───── Reading text ─────
What To Do:
If the swelling and pain is mild without fluctuance (bartholinitis) or if the abscess is small, the patient can be placed on antibiotics, such as metronidazole (Flagyl), 500 mg bid × 7 days, or clindamycin (Cleocin), 300 mg qid × 7 days, and instructed to take warm sitz baths. Early follow-up should be provided. If there is any risk for a sexually transmitted disease (STD) that cannot be ruled out with rapid testing, give azithromycin (Zithromax), 1 g orally in a single dose, or oral doxycycline, 100 mg twice a day for 7 days. Also give ciprofloxacin (Cipro), 500 mg orally in a single dose.
When the abscess is painful or is enlarged and presents a thin-walled segment, a 0.5- to 1-cm puncture/incision should be made with a No. 15 scalpel blade over the medial bulging mucosal surface of the labia minora and the pus evacuated. First prepare the mucosal surface with povidone-iodine (Betadine) solution and then thoroughly irrigate with normal saline or sterile water. Anesthetize the overlying tissue with 1% lidocaine (Xylocaine) with epinephrine. A No. 11 blade can be used to make the 5-mm stab incision, about 1.5 cm deep, at or behind the hymenal ring. Hold traction on the cyst with small forceps to prevent collapse of the cyst wall, and maintain visualization of the cavity.
After drainage, a Word catheter should be inserted through the incision. Insert it to the bottom of the cavity and inflate the tip of the catheter with approximately 1.5 to 3.0 mL of sterile water or saline to hold it in place and prevent premature closure of the opening (Figure 87-2). If balloon inflation is painful, this may indicate malplacement. Remove and reposition the Word catheter before reinflating. Also reassess the volume of inflation; a smaller amount may hold the catheter in place without maximum inflation. Balloon volumes may be larger; however, 3 mL or less likely will work well. The free end of the catheter may then be tucked up into the vagina.
After drainage, use of prophylactic antibiotics is not recommended unless there is significant surrounding cellulitis or signs of systemic illness. One suggestion is Cefixime, 400 mg qd for 7 days, and clindamycin, 300 mg 4 times a day for 7 days. The patient should be instructed to take sitz baths and be provided with mild analgesics for the first day or two. If there is any risk for an STD, prophylaxis, as noted previously, should be administered.
Inform the patient that the catheter should stay in place for 4 to 6 weeks to allow a permanent tract to form (like a pierced ear) and thereby help prevent recurrent abscess formation.
What Not To Do:
Do not make a drainage incision on the outside of the labium.
Do not mistake a nontender Bartholin duct cyst, which does not require immediate treatment, for an inflamed abscess.
Do not mistake a more posterior perirectal abscess for a Bartholin abscess. The perirectal abscess requires a different treatment approach.
Do not miss an underlying malignancy, especially with an older patient with recurrent abscess formation.
Do not use a latex catheter in latex-allergic patients.
───── Provided material ─────
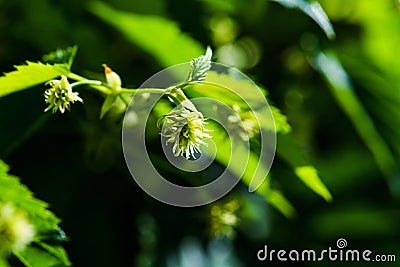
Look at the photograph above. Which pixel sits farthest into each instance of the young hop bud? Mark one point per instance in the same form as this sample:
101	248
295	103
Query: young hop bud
15	230
59	95
113	79
185	129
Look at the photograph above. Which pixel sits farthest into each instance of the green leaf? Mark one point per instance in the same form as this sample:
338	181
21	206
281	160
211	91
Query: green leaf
107	105
315	11
200	66
156	35
342	89
62	56
29	75
44	221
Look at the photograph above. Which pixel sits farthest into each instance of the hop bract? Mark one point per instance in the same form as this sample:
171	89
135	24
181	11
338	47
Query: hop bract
185	130
59	95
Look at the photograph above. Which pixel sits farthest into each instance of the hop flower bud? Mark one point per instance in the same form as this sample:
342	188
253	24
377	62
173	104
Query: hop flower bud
59	95
185	129
15	230
113	79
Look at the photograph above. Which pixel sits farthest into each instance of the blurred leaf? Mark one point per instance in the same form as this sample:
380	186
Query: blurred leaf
─────
# Task to complete:
According to the Bartholin abscess treatment text, how long should the Word catheter stay in place?

# Task output:
4 to 6 weeks